WRITTEN REQUEST 1 ▸ List every year mentioned in the text on the Battle of Río Salado, in the order they appear.

The Battle of Río Salado also known as the Battle of Tarifa (30 October 1340) was a battle of the armies of King Afonso IV of Portugal and King Alfonso XI of Castile against those of Sultan Abu al-Hasan 'Ali of the Marinid dynasty and Yusuf I of Granada.

Campaign
After Alfonso XI of Castile's victory in the Teba campaign of 1330, Muhammed IV, Sultan of Granada sent to Abu al-Hasan 'Ali for help in maintaining his survival. The policies of the Kingdom of Fez vis-à-avis the Iberian Peninsula had changed upon the ascension to power of Hasan in 1331. During his rule the Marinids achieved their largest territorial expansion in Africa. Hasan sent a naval fleet and 5,000 troops that landed at Algeciras in early 1333. These set about helping the Granadan King to capture the Castilian outpost of Gibraltar, which he did after less than two months. They then conducted a limited campaign to reunite these territories to the realm of Granada. Back in Magreb, Abu Hasan amassed his biggest army to undertake an invasion of Castile with the intention of undoing the previous century's Christian advances.

[Dataset records]
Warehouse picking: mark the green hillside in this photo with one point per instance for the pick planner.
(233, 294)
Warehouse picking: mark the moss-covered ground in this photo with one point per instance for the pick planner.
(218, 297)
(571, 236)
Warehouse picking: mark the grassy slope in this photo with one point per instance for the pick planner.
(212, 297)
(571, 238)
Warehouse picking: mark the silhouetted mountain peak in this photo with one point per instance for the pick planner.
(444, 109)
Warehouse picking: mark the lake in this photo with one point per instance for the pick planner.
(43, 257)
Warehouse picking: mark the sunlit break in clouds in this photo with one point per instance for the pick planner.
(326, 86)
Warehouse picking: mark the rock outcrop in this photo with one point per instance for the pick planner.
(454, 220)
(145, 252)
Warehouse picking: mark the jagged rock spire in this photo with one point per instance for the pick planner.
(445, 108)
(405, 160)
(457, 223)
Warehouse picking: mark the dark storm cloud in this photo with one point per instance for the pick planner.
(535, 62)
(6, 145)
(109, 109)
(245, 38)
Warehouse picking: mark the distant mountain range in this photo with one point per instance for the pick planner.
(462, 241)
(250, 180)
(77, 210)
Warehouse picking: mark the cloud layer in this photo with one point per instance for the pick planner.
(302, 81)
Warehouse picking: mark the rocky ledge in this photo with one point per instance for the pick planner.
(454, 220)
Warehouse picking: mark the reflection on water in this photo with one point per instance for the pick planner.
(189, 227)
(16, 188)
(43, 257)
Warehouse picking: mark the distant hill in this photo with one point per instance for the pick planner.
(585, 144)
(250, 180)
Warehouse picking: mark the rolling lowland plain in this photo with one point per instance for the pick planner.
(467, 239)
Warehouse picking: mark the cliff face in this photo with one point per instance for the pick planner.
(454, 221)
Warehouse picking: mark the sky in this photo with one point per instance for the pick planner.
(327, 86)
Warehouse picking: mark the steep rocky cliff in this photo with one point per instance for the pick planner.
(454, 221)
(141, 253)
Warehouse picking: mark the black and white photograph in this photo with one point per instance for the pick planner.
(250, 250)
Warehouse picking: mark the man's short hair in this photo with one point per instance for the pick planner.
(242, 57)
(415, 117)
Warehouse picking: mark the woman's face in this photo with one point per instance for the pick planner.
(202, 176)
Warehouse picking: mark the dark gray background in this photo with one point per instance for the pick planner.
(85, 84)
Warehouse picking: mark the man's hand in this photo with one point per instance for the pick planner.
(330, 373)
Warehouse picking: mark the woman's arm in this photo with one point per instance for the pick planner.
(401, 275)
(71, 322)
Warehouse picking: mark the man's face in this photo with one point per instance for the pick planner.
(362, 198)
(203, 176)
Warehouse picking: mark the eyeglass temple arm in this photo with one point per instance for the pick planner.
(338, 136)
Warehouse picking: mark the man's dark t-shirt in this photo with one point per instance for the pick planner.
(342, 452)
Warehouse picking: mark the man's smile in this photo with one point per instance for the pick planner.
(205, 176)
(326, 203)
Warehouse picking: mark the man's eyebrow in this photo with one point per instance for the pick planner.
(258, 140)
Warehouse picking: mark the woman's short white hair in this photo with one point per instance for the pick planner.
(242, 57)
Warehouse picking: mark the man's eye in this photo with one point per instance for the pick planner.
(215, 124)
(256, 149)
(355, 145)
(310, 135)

WRITTEN REQUEST 2 ▸ Lay out everything in the entries from the line containing "Warehouse picking: mark the man's dark" down to the last line of the entries as a JSON list of strings, one string per line, leaving out blank lines.

FULL RESPONSE 1 ▸ 1340, 1330, 1331, 1333

FULL RESPONSE 2 ▸
[
  "Warehouse picking: mark the man's dark t-shirt in this photo with one point per instance for the pick planner.",
  "(342, 452)",
  "Warehouse picking: mark the man's smile in this photo with one point per instance for the pick planner.",
  "(205, 176)",
  "(326, 203)",
  "Warehouse picking: mark the man's eyebrow in this photo with one point per instance for the pick planner.",
  "(258, 140)",
  "Warehouse picking: mark the woman's short white hair in this photo with one point per instance for the pick planner.",
  "(242, 57)",
  "Warehouse picking: mark the man's eye in this photo with one point per instance for the pick planner.",
  "(215, 124)",
  "(256, 149)",
  "(355, 145)",
  "(310, 135)"
]